----- SELECTED PASSAGE

Herrera kicks off his term as the first Mexican-American poet laureate with a rousing new collection. He read from it (and introduced the third-grade teacher who changed his life) in a triumphant inaugural reading at the Library of Congress earlier this month.
Rigoberto Gonzalez (Los Angeles Review of Books) summarizes the poet’s cultural contributions, including five books, in a 3,000-word essay that concludes, “As a poet who makes impassioned connections from his Chicano subjectivity to his role as citizen of the Américas to his participation as a global citizen, Herrera has written an exceptional body of work, a true testament to his unwavering convictions and respect for the power of language. He’s a consummate artist and activist who will bring a different energy and perspective to his duties as Poet Laureate of the United States, and that’s one more reason to celebrate this timely appointment. But what came before that appointment, and what will stand long after it has been completed, is Herrera’s expansive vision, his remarkable voice, and those spirited flourishes that make him an original in American letters.”
Elizabeth Lund (Washington Post) describes Notes on the Assemblage as “a splendid introduction to the expansive work;” David Ulin (Los Angeles Times) calls it “generous, unexpected, playful and pointed, reminding us of our shared humanity.”
“Juan Felipe Herrera is at the top of his game,” is NPR’s Craig Morgan Teicher’s assessment. “A writer who is engaged with the most pressing political and social issues of our moment, he believes (judging from his poems) in all kinds of expression, not just the kind that comes most naturally to him.” Teicher notes that “Poem by Poem,” the book’s closing elegy to the victims of the South Carolina church shooting in June, is “a very public entreaty to Americans to do good, however they can, on behalf of their fellow-citizens”:
you have a poem to offer
it is made of action—you must
search for it run
outside and give your life to it
when you find it walk it
back—blow upon it
carry it taller than the city where you live
“Isn’t that the perfect note for the new national poet to sound at the outset of his term?” Teicher concludes; “he’s ready to carry his poems tall on our behalf, and for us to join him.”
Glowing reviews greeted the new 500-page volume from writer’s writer Joy Williams, which includes most of her first four collections plus 13 new stories, all reflecting a perspective clear from this snippet of Williams’s speech reported in her Paris Review interview: “We are American writers, absorbing the American experience. We must absorb its heat, the recklessness and ruthlessness, the grotesqueries and cruelties. We must reflect the sprawl and smallness of America, its greedy optimism and dangerous sentimentality. And we must write with a pen—in Mark Twain’s phrase—warmed up in hell.”

----------
----- INFORMATION PROVIDED

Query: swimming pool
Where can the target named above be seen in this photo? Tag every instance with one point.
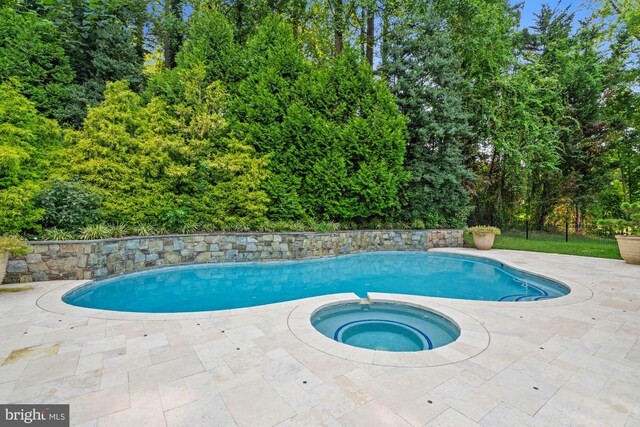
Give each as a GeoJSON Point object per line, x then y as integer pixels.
{"type": "Point", "coordinates": [205, 287]}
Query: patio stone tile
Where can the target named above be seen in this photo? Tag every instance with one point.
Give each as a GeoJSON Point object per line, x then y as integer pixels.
{"type": "Point", "coordinates": [505, 415]}
{"type": "Point", "coordinates": [5, 390]}
{"type": "Point", "coordinates": [519, 390]}
{"type": "Point", "coordinates": [60, 391]}
{"type": "Point", "coordinates": [207, 412]}
{"type": "Point", "coordinates": [451, 417]}
{"type": "Point", "coordinates": [11, 372]}
{"type": "Point", "coordinates": [185, 390]}
{"type": "Point", "coordinates": [465, 398]}
{"type": "Point", "coordinates": [573, 405]}
{"type": "Point", "coordinates": [145, 410]}
{"type": "Point", "coordinates": [313, 417]}
{"type": "Point", "coordinates": [256, 403]}
{"type": "Point", "coordinates": [99, 403]}
{"type": "Point", "coordinates": [245, 359]}
{"type": "Point", "coordinates": [416, 412]}
{"type": "Point", "coordinates": [103, 345]}
{"type": "Point", "coordinates": [89, 363]}
{"type": "Point", "coordinates": [372, 413]}
{"type": "Point", "coordinates": [40, 371]}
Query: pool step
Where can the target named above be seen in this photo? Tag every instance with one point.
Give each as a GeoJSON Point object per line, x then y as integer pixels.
{"type": "Point", "coordinates": [366, 300]}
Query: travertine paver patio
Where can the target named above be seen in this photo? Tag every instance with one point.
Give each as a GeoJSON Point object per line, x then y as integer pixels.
{"type": "Point", "coordinates": [570, 361]}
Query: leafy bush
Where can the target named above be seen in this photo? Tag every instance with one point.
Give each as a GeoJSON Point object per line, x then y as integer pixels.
{"type": "Point", "coordinates": [119, 230]}
{"type": "Point", "coordinates": [31, 51]}
{"type": "Point", "coordinates": [69, 204]}
{"type": "Point", "coordinates": [57, 234]}
{"type": "Point", "coordinates": [143, 229]}
{"type": "Point", "coordinates": [28, 143]}
{"type": "Point", "coordinates": [483, 230]}
{"type": "Point", "coordinates": [14, 245]}
{"type": "Point", "coordinates": [95, 231]}
{"type": "Point", "coordinates": [629, 225]}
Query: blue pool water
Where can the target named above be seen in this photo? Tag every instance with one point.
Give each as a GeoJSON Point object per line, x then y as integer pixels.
{"type": "Point", "coordinates": [385, 326]}
{"type": "Point", "coordinates": [204, 287]}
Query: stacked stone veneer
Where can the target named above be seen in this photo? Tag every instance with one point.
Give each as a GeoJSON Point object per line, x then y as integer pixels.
{"type": "Point", "coordinates": [94, 259]}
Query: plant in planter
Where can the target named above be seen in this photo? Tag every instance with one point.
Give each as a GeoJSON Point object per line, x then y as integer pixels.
{"type": "Point", "coordinates": [627, 231]}
{"type": "Point", "coordinates": [13, 245]}
{"type": "Point", "coordinates": [483, 236]}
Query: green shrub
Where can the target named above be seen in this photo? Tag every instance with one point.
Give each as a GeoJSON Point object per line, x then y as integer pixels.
{"type": "Point", "coordinates": [95, 231]}
{"type": "Point", "coordinates": [57, 234]}
{"type": "Point", "coordinates": [69, 204]}
{"type": "Point", "coordinates": [629, 225]}
{"type": "Point", "coordinates": [418, 224]}
{"type": "Point", "coordinates": [14, 245]}
{"type": "Point", "coordinates": [483, 230]}
{"type": "Point", "coordinates": [144, 229]}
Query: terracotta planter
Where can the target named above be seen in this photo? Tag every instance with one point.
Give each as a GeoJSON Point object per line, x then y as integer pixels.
{"type": "Point", "coordinates": [484, 243]}
{"type": "Point", "coordinates": [629, 248]}
{"type": "Point", "coordinates": [4, 258]}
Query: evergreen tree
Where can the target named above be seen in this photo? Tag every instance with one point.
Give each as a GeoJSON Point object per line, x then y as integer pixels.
{"type": "Point", "coordinates": [31, 52]}
{"type": "Point", "coordinates": [424, 74]}
{"type": "Point", "coordinates": [28, 142]}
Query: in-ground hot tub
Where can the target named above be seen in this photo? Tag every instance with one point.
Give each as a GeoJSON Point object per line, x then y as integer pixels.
{"type": "Point", "coordinates": [385, 326]}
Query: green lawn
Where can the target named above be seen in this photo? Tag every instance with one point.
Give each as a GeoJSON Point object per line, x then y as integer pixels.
{"type": "Point", "coordinates": [584, 246]}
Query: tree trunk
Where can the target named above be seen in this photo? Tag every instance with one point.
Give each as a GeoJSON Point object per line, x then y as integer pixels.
{"type": "Point", "coordinates": [172, 36]}
{"type": "Point", "coordinates": [338, 27]}
{"type": "Point", "coordinates": [383, 35]}
{"type": "Point", "coordinates": [370, 35]}
{"type": "Point", "coordinates": [363, 31]}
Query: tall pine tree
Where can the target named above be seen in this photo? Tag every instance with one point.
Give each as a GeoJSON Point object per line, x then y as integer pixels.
{"type": "Point", "coordinates": [424, 74]}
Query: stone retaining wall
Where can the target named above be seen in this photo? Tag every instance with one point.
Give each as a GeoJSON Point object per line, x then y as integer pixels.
{"type": "Point", "coordinates": [94, 259]}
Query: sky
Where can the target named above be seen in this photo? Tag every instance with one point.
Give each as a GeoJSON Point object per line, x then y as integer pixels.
{"type": "Point", "coordinates": [533, 6]}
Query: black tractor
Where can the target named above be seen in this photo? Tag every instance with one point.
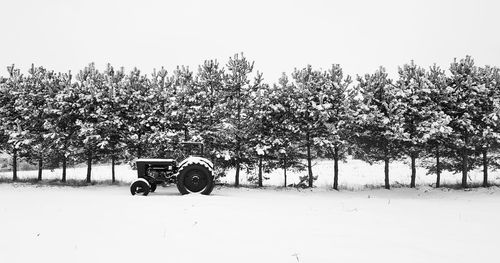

----------

**YOUR TASK:**
Please extend the book-review roundup, starting right after its final sentence.

**THE ANSWER:**
Deb Olin Unferth (Bookforum) makes clear why we should read Williams: “A real live kook, she is widely admired by writers with even the faintest interest in the avant-garde, and her books have been finalists for major prizes, including the National Book Award and the Pulitzer Prize, because she is a fiery writer with a sharp humor and a dark energy and because her sentences are weird, funny, and full of emotion… She writes about the enormous, inconvenient human capacity for love, the weighty responsibility of it, the loneliness of it.”
Ben Marcus (New York Times Book Review) is heartened by Williams’s work. “…if Williams herself keeps writing fiction—ruthless, hilarious work that holds our human folly to the fire—the novel and the short story won’t perish anytime soon. In her review last year, in these pages, of Denis Johnson’s novel The Laughing Monsters, Williams offered a chilling aside that is hard not to read as a credo for her own fiction: ‘Life is ludicrous and full of cruel and selfish distractions. Honor is elusive and many find the copious ingestion of drugs necessary. Our ignorance is infinite and our sorrows fearful. We have made an unutterable waste of this world, and our passage through it is bitter and unheroic. Still, the horror can at times be illuminating, and it is necessary that the impossible be addressed.’ The question of how this horror could ever be illuminating is answered with immaculate artistry by The Visiting Privilege… one of the most fearless, abyss-embracing literary projects our literature has seen.”
Laura Collins-Hughes (Boston Globe) points out that her “darkness is dappled with light, her lightness with dark.” One of the new stories, she adds, the “Kafkaesque jailhouse comedy, ‘The Mission,’ may make you want to clutch this volume to your chest—an impulse to be resisted, only because it would get in the way of reading. ‘I had been drinking Manhattans all afternoon for reasons that remain obscure,’ our narrator reports, by way of explaining her DUI.”
Dwight Garner (New York Times) deciphers the power of the stories: “Piling up lines and details can make her stories sound brittle, random, half-felt. They are not. This is a writer who sees deeply into the hearts of things. All the world’s woe pools below her sentences. Ms. Williams’s stories transmit a deep feeling for life’s transience, a sense that everything is provisional and thus tragicomic. Her people are not much on maintenance, moral or otherwise. They have no backup systems. Once upon a time, they might have had tennis lessons and orthodontia, but their own children probably will not.”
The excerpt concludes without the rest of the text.